PROVIDED RECORDS START

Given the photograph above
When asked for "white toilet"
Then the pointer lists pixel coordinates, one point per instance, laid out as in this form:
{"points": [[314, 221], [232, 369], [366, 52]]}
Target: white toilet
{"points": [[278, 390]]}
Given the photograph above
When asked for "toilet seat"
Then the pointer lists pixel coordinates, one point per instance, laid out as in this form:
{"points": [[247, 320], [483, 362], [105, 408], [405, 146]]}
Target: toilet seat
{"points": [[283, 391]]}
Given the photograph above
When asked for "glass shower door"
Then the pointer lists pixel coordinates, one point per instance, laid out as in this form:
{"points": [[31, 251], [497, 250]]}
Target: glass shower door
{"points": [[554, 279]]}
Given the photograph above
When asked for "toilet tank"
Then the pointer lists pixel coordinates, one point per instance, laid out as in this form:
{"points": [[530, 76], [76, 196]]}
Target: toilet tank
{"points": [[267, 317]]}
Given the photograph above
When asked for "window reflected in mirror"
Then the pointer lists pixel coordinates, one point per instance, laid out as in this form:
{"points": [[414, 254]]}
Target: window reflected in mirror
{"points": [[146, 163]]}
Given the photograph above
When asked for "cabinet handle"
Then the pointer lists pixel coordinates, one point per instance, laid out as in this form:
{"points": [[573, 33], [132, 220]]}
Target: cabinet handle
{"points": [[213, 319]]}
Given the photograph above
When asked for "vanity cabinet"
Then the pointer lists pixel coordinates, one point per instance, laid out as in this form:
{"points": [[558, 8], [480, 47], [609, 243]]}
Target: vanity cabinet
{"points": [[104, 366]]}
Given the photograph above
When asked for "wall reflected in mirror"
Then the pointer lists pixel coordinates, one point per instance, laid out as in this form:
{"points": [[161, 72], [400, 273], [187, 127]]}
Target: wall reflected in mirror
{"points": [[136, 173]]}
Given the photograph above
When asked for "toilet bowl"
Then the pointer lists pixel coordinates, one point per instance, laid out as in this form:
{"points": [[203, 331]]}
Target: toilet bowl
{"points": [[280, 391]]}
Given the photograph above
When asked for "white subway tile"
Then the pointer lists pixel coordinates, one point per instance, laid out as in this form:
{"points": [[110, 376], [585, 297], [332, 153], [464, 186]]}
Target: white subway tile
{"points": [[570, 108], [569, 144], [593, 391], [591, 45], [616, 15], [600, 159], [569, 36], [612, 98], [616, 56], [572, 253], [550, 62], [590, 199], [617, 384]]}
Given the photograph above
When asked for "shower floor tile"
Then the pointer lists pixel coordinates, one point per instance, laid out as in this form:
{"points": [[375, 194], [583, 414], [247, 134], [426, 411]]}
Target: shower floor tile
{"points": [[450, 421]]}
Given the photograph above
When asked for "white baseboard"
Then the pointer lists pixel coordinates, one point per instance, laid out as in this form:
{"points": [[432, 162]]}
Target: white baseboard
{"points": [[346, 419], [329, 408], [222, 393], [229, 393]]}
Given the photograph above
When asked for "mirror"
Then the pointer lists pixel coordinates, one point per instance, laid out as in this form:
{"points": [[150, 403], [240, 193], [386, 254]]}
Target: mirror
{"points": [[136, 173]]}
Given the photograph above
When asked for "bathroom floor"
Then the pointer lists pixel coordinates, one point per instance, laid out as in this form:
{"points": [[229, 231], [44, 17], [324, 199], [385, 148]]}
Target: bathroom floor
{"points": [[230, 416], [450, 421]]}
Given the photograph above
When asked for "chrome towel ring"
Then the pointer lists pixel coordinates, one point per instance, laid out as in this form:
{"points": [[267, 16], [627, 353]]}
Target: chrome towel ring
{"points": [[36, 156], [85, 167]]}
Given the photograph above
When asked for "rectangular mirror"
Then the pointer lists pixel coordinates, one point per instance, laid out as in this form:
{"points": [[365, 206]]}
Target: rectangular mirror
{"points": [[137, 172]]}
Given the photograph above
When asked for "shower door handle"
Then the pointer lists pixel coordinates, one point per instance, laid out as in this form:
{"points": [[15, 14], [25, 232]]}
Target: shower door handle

PROVIDED RECORDS END

▶ PROBLEM DETAILS
The entries above must be repeated word for word.

▶ ANSWER AREA
Given the photograph above
When asked for "white toilet"
Then the pointer lists pixel coordinates, one point per instance, laid out as in this form:
{"points": [[314, 221], [232, 369], [366, 52]]}
Target: white toilet
{"points": [[278, 390]]}
Given the photograph above
When asked for "toilet seat"
Then the pointer lists pixel coordinates, one point per instance, laid out as in this form:
{"points": [[247, 320], [483, 362], [105, 408], [405, 146]]}
Target: toilet seat
{"points": [[283, 391]]}
Given the photograph above
When asked for "glass shower door"
Then the pointer lists pixel coordinates, one point per instance, laid out as in this form:
{"points": [[31, 251], [497, 250]]}
Target: glass shower door
{"points": [[554, 279]]}
Given the photograph above
When asked for "toilet tank"
Then the pointer lists pixel coordinates, one point per instance, laid out as in this form:
{"points": [[530, 76], [76, 196]]}
Target: toilet tank
{"points": [[267, 317]]}
Given the photograph above
When asked for "window reflected in mirror"
Then the pointer lists pixel coordinates, one point per instance, laid out as in this form:
{"points": [[414, 254]]}
Target: window reflected in mirror
{"points": [[146, 163]]}
Given the photograph above
When asked for "cabinet handle"
Then the pointer lists pixel coordinates, one point per instance, laid out as in this form:
{"points": [[573, 33], [132, 220]]}
Target: cabinet handle
{"points": [[213, 319]]}
Given the photograph above
When asked for "vanity cabinet"
Then the pointer lists pixel coordinates, one point per instance, laid out as in this form:
{"points": [[558, 8], [480, 47], [609, 243]]}
Target: vanity cabinet
{"points": [[104, 366]]}
Given the photograph above
When asked for "wall reflected in mirror"
Then the pointer lists pixel coordinates, one point per instance, laid out as in this form:
{"points": [[161, 72], [400, 273], [187, 127]]}
Target: wall reflected in mirror
{"points": [[136, 173]]}
Given the photograph above
When asked for "toilet bowl"
Then the pointer lists pixel coordinates, one point per instance, laid out as in this form:
{"points": [[203, 331]]}
Target: toilet bowl
{"points": [[280, 391]]}
Given the photograph above
When asked for "white subway tile"
Then the pointer lists pixel coordinates, one point per instance, laid out as in this form:
{"points": [[110, 376], [585, 297], [332, 153], [464, 186]]}
Target: white subway tile
{"points": [[570, 108], [569, 144], [593, 391], [591, 45], [616, 15], [600, 159], [569, 36], [612, 98], [616, 56], [572, 253], [550, 62], [590, 199], [617, 384]]}
Given the photograph above
When asked for "shower floor tile"
Then the pointer lists pixel coordinates, one point per instance, laid out as in this form:
{"points": [[375, 194], [583, 414], [247, 134], [426, 411]]}
Target: shower floor tile
{"points": [[450, 421]]}
Given the photograph above
When asked for "white baseboard"
Then the pointer lists pixel coordinates, one point per instance, laid out as in this form:
{"points": [[432, 162]]}
Target: white baseboard
{"points": [[346, 419], [329, 408], [222, 393], [229, 393]]}
Given the photograph above
When asked for "mirror"
Then the pointer lists pixel coordinates, one point per instance, laid out as in this form:
{"points": [[150, 403], [240, 193], [386, 254]]}
Target: mirror
{"points": [[136, 173]]}
Given the photograph above
When asked for "bathroom floor"
Then the pointer lists pixel coordinates, one point per instance, laid out as in this form:
{"points": [[229, 231], [44, 17], [324, 199], [385, 148]]}
Target: bathroom floor
{"points": [[230, 416], [450, 421]]}
Given the photograph above
When asked for "chrome towel ring"
Then the pointer lists pixel coordinates, one point per instance, laid out as in this form:
{"points": [[267, 16], [627, 353]]}
Target: chrome towel ring
{"points": [[36, 156], [85, 167]]}
Given the photograph above
When asked for "rectangular mirror"
Then the pointer lists pixel coordinates, one point per instance, laid out as in this form:
{"points": [[365, 206]]}
Target: rectangular mirror
{"points": [[137, 172]]}
Given the photograph above
When asked for "shower door handle"
Then the pointer lists pixel coordinates, one point per instance, laid out as in this form:
{"points": [[15, 14], [25, 232]]}
Target: shower door handle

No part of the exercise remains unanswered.